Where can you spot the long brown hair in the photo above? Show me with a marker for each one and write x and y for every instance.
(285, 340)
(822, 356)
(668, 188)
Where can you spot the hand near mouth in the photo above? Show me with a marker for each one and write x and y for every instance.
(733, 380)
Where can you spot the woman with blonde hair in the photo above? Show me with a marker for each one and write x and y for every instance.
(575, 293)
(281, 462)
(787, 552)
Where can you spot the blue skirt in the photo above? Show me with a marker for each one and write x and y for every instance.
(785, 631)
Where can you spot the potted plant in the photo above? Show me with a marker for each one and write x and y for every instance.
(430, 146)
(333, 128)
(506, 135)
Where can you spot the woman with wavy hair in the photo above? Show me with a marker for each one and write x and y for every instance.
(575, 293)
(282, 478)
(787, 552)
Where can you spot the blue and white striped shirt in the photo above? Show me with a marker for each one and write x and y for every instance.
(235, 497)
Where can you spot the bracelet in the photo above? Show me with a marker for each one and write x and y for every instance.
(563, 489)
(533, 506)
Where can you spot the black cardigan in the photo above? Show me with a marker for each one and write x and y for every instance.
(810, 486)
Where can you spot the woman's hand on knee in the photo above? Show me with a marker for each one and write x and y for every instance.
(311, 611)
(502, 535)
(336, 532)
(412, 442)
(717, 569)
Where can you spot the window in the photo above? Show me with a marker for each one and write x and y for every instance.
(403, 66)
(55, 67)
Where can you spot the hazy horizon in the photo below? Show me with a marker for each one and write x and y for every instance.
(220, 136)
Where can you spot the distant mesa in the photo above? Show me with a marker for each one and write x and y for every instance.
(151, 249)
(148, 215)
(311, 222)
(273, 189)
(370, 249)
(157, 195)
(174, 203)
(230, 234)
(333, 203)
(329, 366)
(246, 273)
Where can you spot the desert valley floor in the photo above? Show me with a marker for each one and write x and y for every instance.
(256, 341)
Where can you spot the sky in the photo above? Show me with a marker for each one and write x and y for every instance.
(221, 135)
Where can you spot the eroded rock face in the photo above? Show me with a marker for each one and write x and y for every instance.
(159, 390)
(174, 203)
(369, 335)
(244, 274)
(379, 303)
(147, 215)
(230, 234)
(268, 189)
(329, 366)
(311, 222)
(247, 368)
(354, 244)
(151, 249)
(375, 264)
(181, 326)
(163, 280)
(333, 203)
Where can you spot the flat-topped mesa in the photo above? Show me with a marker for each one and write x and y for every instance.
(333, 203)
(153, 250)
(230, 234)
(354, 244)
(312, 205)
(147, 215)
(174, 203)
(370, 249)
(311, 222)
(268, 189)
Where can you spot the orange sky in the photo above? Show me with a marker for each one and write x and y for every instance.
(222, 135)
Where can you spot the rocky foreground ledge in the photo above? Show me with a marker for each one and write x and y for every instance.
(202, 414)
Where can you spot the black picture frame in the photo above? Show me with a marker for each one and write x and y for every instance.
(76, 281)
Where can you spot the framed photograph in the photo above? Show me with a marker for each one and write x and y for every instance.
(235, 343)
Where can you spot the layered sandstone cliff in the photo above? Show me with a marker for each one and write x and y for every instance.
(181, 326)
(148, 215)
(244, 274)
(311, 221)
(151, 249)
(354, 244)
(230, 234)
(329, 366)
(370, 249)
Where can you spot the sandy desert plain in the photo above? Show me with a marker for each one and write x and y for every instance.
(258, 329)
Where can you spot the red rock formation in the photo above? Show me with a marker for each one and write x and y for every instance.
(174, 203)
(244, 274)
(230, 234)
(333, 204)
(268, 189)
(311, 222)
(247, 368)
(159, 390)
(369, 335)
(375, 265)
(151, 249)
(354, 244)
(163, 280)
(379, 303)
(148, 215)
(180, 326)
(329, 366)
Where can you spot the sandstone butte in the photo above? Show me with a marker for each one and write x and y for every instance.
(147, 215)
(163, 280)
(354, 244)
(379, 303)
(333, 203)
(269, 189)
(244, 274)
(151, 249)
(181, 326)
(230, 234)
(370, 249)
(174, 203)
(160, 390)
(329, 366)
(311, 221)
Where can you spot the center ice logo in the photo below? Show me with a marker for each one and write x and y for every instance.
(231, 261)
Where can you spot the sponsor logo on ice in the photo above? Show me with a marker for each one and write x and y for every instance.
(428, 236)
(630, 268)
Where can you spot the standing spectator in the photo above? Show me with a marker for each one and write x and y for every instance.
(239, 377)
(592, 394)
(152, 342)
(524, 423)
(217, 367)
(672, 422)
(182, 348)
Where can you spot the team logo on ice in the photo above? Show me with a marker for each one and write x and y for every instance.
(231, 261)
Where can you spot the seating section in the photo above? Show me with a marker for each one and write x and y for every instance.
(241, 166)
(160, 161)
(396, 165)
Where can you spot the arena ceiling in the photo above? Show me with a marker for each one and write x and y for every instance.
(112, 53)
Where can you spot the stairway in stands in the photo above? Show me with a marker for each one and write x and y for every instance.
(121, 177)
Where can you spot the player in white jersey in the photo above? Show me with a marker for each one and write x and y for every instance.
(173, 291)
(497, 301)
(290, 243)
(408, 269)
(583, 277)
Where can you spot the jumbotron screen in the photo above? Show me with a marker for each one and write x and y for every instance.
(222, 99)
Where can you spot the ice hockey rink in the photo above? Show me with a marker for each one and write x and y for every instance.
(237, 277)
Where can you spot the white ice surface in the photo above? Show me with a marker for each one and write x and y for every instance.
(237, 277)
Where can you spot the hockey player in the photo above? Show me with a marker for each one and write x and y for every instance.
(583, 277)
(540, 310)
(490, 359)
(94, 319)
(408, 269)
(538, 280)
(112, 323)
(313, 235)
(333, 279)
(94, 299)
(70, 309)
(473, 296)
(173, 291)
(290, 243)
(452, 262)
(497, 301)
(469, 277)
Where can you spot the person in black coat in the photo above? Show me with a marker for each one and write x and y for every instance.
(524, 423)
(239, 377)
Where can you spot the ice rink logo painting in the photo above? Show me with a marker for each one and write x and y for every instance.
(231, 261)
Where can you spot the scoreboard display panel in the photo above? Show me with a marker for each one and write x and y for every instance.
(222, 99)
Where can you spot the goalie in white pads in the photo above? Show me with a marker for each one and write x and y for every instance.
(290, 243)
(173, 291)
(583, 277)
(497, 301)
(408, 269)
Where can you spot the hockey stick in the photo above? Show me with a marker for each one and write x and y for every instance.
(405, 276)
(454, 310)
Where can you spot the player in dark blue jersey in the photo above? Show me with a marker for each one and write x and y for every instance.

^^^^^^^^

TASK OBJECTIVE
Your task is to quote the listing above word for word.

RESULT OF THE TASK
Where can you spot the long brown hair in the photo above? Show me with a marker for each one and write x and y for every instance.
(285, 340)
(822, 356)
(668, 188)
Where can you spot the hand near mouth in the photo above? Show me with a marker for each one and write x and y for every instance.
(733, 380)
Where can you spot the woman with blonde hair in the photo above? Show me with a marker for each one and write x and y for every instance.
(575, 293)
(281, 462)
(787, 552)
Where can you spot the blue skirt in the photo above? Show me with a marker for each one and write x and y for every instance.
(785, 631)
Where can you spot the potted plant in the photo above? Show me with a marker for each one and write x and y for every instance.
(430, 146)
(333, 128)
(506, 135)
Where can you spot the woman with wavy hair in the photo above? Show me with a marker for each one and write x and y for every instance.
(575, 293)
(282, 478)
(787, 552)
Where can you spot the blue and white striped shirt in the photo above? Show me with a marker for each one and write x and y for every instance.
(235, 497)
Where can you spot the bracelet in the photo above? Show me with a marker for each one and write x and y for every instance.
(563, 489)
(533, 506)
Where can you spot the black cardigan in the photo above? Show me with a marker for each one and write x and y for every instance.
(810, 486)
Where can you spot the woman's hand on knee in the photo above? Show me with a marker for each one and write x and y for every instance.
(311, 611)
(502, 535)
(336, 532)
(412, 442)
(717, 569)
Where can you spot the window in the photo above? Show me with a marker for each one and write x and y for every instance.
(403, 66)
(55, 67)
Where can you spot the hazy horizon in the photo below? Show me with a marker for each one and write x and y for every instance.
(220, 136)
Where can you spot the distant mesa in the photo above? Show me with a marker for each one and write x and y for every instance.
(151, 249)
(148, 215)
(311, 222)
(273, 189)
(370, 249)
(157, 195)
(174, 203)
(230, 234)
(333, 203)
(329, 366)
(246, 273)
Where can you spot the desert valley floor in the photo above? Show me with a marker for each one and write x and y for every instance.
(256, 341)
Where can you spot the sky in the photo above? Show me with a marker for each one and write x and y for every instance.
(221, 135)
Where can you spot the eroded rock face in the photo above? Show me with a marker for each one and write x and y for every instance.
(159, 390)
(174, 203)
(369, 335)
(244, 274)
(379, 303)
(147, 215)
(230, 234)
(268, 189)
(329, 366)
(311, 222)
(247, 368)
(354, 244)
(151, 249)
(375, 264)
(181, 326)
(163, 280)
(333, 203)
Where can you spot the flat-topped mesa in the photo above? Show me with a marker for each one and write x and y for every instance.
(333, 203)
(153, 250)
(230, 234)
(354, 244)
(312, 205)
(147, 215)
(174, 203)
(370, 249)
(311, 222)
(268, 189)
Where can you spot the orange sky in the photo above? Show me with a marker for each one and write x and y for every instance.
(222, 135)
Where can you spot the rocky foreground ledge in the photo above? Show me with a marker for each one and write x and y for every instance.
(202, 414)
Where can you spot the black picture frame in the photo above? Show me with a marker for each one and write x and y for every instance.
(76, 281)
Where can you spot the framed photograph in the photo above? Show me with a marker for each one and write x and y for every instance.
(235, 343)
Where can you spot the layered sandstone cliff in the photo above? Show me with a marker for each one and write x and y for every instance.
(181, 326)
(148, 215)
(244, 274)
(311, 221)
(151, 249)
(354, 244)
(230, 234)
(329, 366)
(370, 249)
Where can you spot the sandy desert plain in the photo above? Show me with a marker for each one and write x and y for every instance.
(258, 329)
Where can you spot the red rock formation in the photo above? Show me with a marker for each one and write x and y for every instance.
(174, 203)
(244, 274)
(230, 234)
(333, 204)
(268, 189)
(311, 222)
(247, 368)
(159, 390)
(369, 335)
(375, 265)
(151, 249)
(354, 244)
(163, 280)
(379, 303)
(148, 215)
(180, 326)
(329, 366)
Where can you spot the sandstone butte in the photo above? Show me with a marker for each one and write x and y for every instance.
(147, 215)
(163, 280)
(354, 244)
(379, 303)
(333, 203)
(269, 189)
(244, 274)
(151, 249)
(181, 326)
(230, 234)
(370, 249)
(174, 203)
(160, 390)
(329, 366)
(311, 221)
Where can you spot the center ice logo in the photo below? Show me with a marker for each one and write x and y for every instance.
(231, 261)
Where can you spot the sponsor logo on ice in the photo above? Show me with a marker for each one and write x and y for every instance.
(428, 236)
(630, 268)
Where can you spot the standing spectator in the photo above? Show me with a marker for each one and write x and y for every instance.
(239, 377)
(592, 394)
(152, 342)
(524, 423)
(217, 367)
(672, 422)
(182, 348)
Where can you spot the team logo on ice in the photo above? Show me with a marker for each one and write x and y for every instance.
(231, 261)
Where can you spot the seating section in the photo above? Show me with a marker for each one and write x and y for every instance.
(241, 166)
(160, 161)
(396, 165)
Where can you spot the arena ceiling in the photo above? Show me with a marker for each one and write x and y for every instance.
(112, 53)
Where can you spot the stairway in stands in the photo above? Show me with a marker for each one and write x and y for every instance.
(121, 177)
Where can you spot the player in white jersey in the photo above? Show me with a marker for each one and write x and y for every instance.
(173, 291)
(497, 301)
(290, 243)
(408, 269)
(583, 277)
Where can you spot the jumbotron screen in the photo above? Show me with a marker for each one and write x and y for every instance.
(222, 99)
Where can you spot the ice hockey rink in the photo above? Show me with a marker for each one and write x and y for every instance.
(237, 277)
Where can you spot the white ice surface in the photo above? Show me with a marker for each one and write x and y for every instance.
(237, 277)
Where can you spot the hockey player in the photo above? Show me with a marker for each one and write x and y for every instance.
(583, 277)
(540, 310)
(490, 359)
(94, 319)
(408, 269)
(538, 280)
(112, 323)
(313, 235)
(333, 279)
(94, 299)
(70, 309)
(473, 296)
(173, 291)
(290, 243)
(452, 262)
(497, 301)
(469, 277)
Where can you spot the person in black coat in the photo above? Show me with a marker for each one and write x and y for every instance.
(524, 423)
(239, 377)
Where can you spot the ice rink logo painting in the photo above? Show me with a marker for each one and write x and y for every instance.
(231, 261)
Where can you spot the scoreboard display panel in the photo above? Show me with a marker for each one and write x and y for every instance.
(222, 99)
Where can you spot the goalie in white pads in the photo above? Show me with a marker for each one and write x and y for every instance.
(290, 243)
(173, 291)
(583, 277)
(497, 301)
(408, 269)
Where can you spot the hockey stick in the photo above? Show me with a marker for each one and write x and y for every instance.
(405, 276)
(454, 310)
Where can you spot the player in dark blue jersey in the photo above? Show me with a marker for each one and write x and y for every instance.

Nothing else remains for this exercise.